--- Instruction 1 ---
Reproduce word for word the part of the post on the Sustainable Growth Commission report that begins with the words containing "As regular viewers" and ends with "am not alone.".

--- Selection ---

※

As regular viewers of the SCOTONOMICS show will already know, I have a particular itch that needs scratching: and that itch is the Sustainable Growth Commission report written for the SNP Government in 2018.
Here is how Steven Hail, our second guest summarised part of the report – the bit that suggests we pay off “our share of the UK national debt”:
“It sounds like something you would hear from someone who doesn’t understand how the monetary system works” he said.
You can see Steven’s further thoughts on the Sustainable Growth Commission Report here and I agree with everything he said.
What I want to look at in this post are the reasons that this report really does get my goat!
And I know I am not alone.
I have yet to chat with any economist who is prepared to agree with the recommendations or the general themes contained in the report. Unfortunately, I wish I could say the same about our First Minister:
During the 2021 Holyrood campaign, First Minister Nicola Sturgeon reiterated her support:
“The general approach of the growth commission is one that I absolutely agree with”
Please, if anyone wants to come on to the show to walk us through the Sustainable Growth Report and tell us all why we are wrong about this report we will happily have them on the show.
The question you can rightly ask is, how come a report that has so few supporters, has so much influence? Well, the answer is not in the number of supporters, but the position of those supporting the report. And therein lies the problem.

※

--- Instruction 2 ---
Transcribe the listing that follows the post character for character, leaving out the pictures.

--- Input records ---
※

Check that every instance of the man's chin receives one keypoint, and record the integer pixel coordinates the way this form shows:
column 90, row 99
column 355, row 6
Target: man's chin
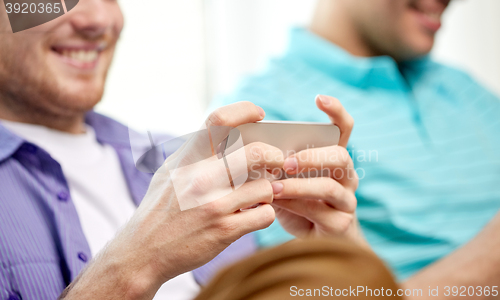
column 80, row 99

※

--- Worked solution 1 ---
As regular viewers of the SCOTONOMICS show will already know, I have a particular itch that needs scratching: and that itch is the Sustainable Growth Commission report written for the SNP Government in 2018.
Here is how Steven Hail, our second guest summarised part of the report – the bit that suggests we pay off “our share of the UK national debt”:
“It sounds like something you would hear from someone who doesn’t understand how the monetary system works” he said.
You can see Steven’s further thoughts on the Sustainable Growth Commission Report here and I agree with everything he said.
What I want to look at in this post are the reasons that this report really does get my goat!
And I know I am not alone.

--- Worked solution 2 ---
Check that every instance of the man's chin receives one keypoint, and record the integer pixel coordinates the way this form shows:
column 90, row 99
column 355, row 6
Target: man's chin
column 80, row 99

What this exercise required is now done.